Given text:

=== Begin Enclosure ===

Services for All
Child’s Place for Children with Special Needs, Brooklyn Public Library
MLS, Queens College, CUNY, 1990
Sloan Public Service Award, 2010
Photo ©Sean McGinty Photography LLC
When Carrie Banks joined the New York Public Library (NYPL) in 1987 as a trainee at a midtown Manhattan branch, she noted what the tourists don’t: the library was equidistant to New York City’s first pediatric HIV in-patient unit and what was then the country’s largest family homeless shelter.
Banks’s sensitivity to those with special needs or in vulnerable situations has been key to her ambitious expansion of the Child’s Place for Children with Special Needs, which offers library services to children and teens with disabilities. As supervising librarian since 1997, Banks has taken the Child’s Place from a single branch facility to a five-site system with a range of programs and a Kidsmobile that travels to clinics, day-care centers, homeless shelters, and more.
“Carrie understands that it is not enough simply to open the doors to the branch and hope people drop by,” says former Brooklyn Public Library (BPL) colleague Nicholas Higgins, now supervising correctional services librarian at NYPL. “Rather, it is closer to an imperative of the public library to ensure that people receive services no matter where they happen to be.”

=== End Enclosure ===

Supplied records:
=== Begin Enclosure ===

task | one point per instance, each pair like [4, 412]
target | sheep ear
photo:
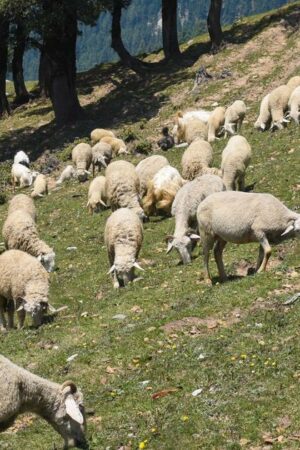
[73, 410]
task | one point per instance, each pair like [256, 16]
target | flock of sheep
[208, 206]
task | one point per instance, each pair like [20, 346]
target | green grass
[246, 360]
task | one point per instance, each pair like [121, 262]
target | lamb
[118, 145]
[215, 123]
[234, 117]
[236, 157]
[102, 155]
[197, 156]
[122, 187]
[184, 209]
[123, 237]
[82, 159]
[19, 232]
[61, 405]
[24, 287]
[68, 173]
[21, 158]
[40, 187]
[22, 202]
[96, 195]
[99, 133]
[240, 217]
[161, 191]
[147, 168]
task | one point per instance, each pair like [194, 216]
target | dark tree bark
[22, 95]
[60, 60]
[214, 24]
[169, 29]
[4, 31]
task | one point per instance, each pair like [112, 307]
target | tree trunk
[22, 95]
[60, 60]
[169, 29]
[4, 31]
[214, 24]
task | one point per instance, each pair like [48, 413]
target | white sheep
[215, 123]
[24, 286]
[236, 157]
[96, 194]
[161, 191]
[147, 168]
[123, 187]
[240, 217]
[23, 202]
[123, 237]
[82, 159]
[68, 173]
[40, 186]
[20, 232]
[61, 405]
[184, 209]
[234, 117]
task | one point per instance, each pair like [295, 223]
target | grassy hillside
[236, 341]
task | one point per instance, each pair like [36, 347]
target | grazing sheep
[122, 187]
[96, 195]
[102, 155]
[61, 405]
[21, 158]
[215, 123]
[99, 133]
[184, 209]
[161, 191]
[147, 168]
[240, 217]
[118, 146]
[294, 105]
[82, 159]
[197, 156]
[22, 202]
[19, 232]
[68, 173]
[236, 157]
[40, 187]
[234, 117]
[24, 286]
[123, 237]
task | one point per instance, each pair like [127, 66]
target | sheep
[19, 232]
[161, 191]
[294, 105]
[21, 158]
[96, 194]
[40, 187]
[99, 133]
[240, 217]
[22, 202]
[24, 287]
[184, 209]
[234, 117]
[102, 155]
[68, 173]
[236, 157]
[123, 238]
[215, 123]
[197, 156]
[82, 159]
[147, 168]
[118, 145]
[122, 187]
[61, 405]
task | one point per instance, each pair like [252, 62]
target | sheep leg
[218, 253]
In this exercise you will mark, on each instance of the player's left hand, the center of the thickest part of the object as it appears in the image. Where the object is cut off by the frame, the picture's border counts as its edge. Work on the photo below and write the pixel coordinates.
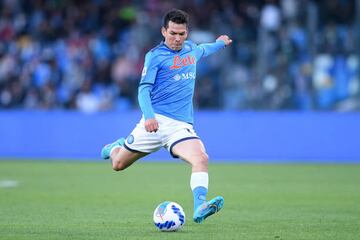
(226, 39)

=== End Enclosure ===

Questions:
a. Please copy the Carrie Banks profile between "Banks’s sensitivity to" and "shelters, and more.", inclusive.
b. Answer these questions from the Carrie Banks profile:
(i) In what year did Carrie Banks join the New York Public Library?
(ii) How many sites does the Child's Place system now have?
(iii) What position does Nicholas Higgins now hold?

List of solutions:
a.
Banks’s sensitivity to those with special needs or in vulnerable situations has been key to her ambitious expansion of the Child’s Place for Children with Special Needs, which offers library services to children and teens with disabilities. As supervising librarian since 1997, Banks has taken the Child’s Place from a single branch facility to a five-site system with a range of programs and a Kidsmobile that travels to clinics, day-care centers, homeless shelters, and more.

b.
(i) 1987
(ii) Five
(iii) Supervising correctional services librarian at NYPL